**Set exercise:**
Write out the material again, beginning at the line that has "the rock face" and stopping after the line that has "pixel 246 183", with the requests kept word for word. Add -124 to every coordinate in the answers and leave everything else unchanged.

**Data for processing:**
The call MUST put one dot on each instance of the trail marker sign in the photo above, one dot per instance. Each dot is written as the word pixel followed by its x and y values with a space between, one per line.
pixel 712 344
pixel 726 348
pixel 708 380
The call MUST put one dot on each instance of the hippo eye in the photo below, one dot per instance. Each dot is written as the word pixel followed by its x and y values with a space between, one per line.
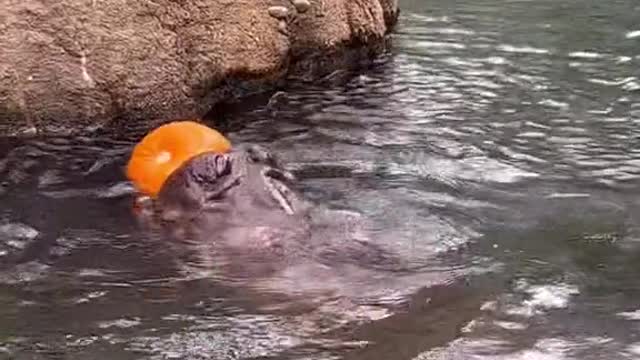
pixel 210 167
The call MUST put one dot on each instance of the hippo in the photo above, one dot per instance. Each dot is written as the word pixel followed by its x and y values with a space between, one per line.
pixel 243 209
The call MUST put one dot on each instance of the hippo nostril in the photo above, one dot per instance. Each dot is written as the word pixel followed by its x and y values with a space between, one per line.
pixel 222 165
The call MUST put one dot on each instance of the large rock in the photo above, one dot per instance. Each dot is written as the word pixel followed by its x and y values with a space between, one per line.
pixel 79 63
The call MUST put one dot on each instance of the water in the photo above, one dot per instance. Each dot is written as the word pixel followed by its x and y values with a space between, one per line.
pixel 496 143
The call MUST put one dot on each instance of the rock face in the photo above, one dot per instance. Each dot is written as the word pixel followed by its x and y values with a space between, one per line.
pixel 79 63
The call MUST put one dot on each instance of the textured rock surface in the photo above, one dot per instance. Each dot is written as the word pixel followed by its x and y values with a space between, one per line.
pixel 79 63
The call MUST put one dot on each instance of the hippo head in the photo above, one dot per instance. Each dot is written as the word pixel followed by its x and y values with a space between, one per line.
pixel 246 183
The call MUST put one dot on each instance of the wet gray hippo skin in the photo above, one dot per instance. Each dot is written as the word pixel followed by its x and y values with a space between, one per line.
pixel 243 207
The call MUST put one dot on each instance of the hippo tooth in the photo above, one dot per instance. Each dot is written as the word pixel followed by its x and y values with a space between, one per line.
pixel 278 12
pixel 302 6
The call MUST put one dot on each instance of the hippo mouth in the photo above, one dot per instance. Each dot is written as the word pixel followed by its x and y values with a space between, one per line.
pixel 214 181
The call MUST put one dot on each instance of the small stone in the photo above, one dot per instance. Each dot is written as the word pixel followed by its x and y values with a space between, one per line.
pixel 282 27
pixel 279 12
pixel 302 6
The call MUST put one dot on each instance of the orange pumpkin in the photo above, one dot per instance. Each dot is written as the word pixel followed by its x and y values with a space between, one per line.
pixel 167 147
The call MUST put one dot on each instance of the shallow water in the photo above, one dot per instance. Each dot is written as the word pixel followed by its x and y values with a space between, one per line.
pixel 496 143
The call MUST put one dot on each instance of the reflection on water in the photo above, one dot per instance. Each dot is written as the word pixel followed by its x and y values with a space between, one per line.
pixel 494 148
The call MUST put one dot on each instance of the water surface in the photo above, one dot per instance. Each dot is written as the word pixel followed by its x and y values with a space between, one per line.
pixel 495 145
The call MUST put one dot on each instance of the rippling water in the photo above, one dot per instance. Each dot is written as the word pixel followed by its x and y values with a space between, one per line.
pixel 496 143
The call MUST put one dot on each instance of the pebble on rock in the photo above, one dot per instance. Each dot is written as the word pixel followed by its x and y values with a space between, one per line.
pixel 302 6
pixel 278 12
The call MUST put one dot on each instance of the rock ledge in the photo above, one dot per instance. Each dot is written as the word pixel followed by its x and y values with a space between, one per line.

**Full answer:**
The call MUST put one dot on each instance of the rock face in the photo above, one dot per instance. Each dot is written as the word pixel followed by its x and y values with a space between, one per line.
pixel -45 -61
The call MUST put one dot on each instance of the textured rock surface in the photo above, one dot per instance. Each dot is written as the word pixel followed by its x and y values with a space between, one per line.
pixel -45 -61
The call MUST put one dot on each instance of the hippo head in the photo above, one dot per instance. Each dot is written as the word pixel followed by its x and y values with a space between, one per line.
pixel 122 59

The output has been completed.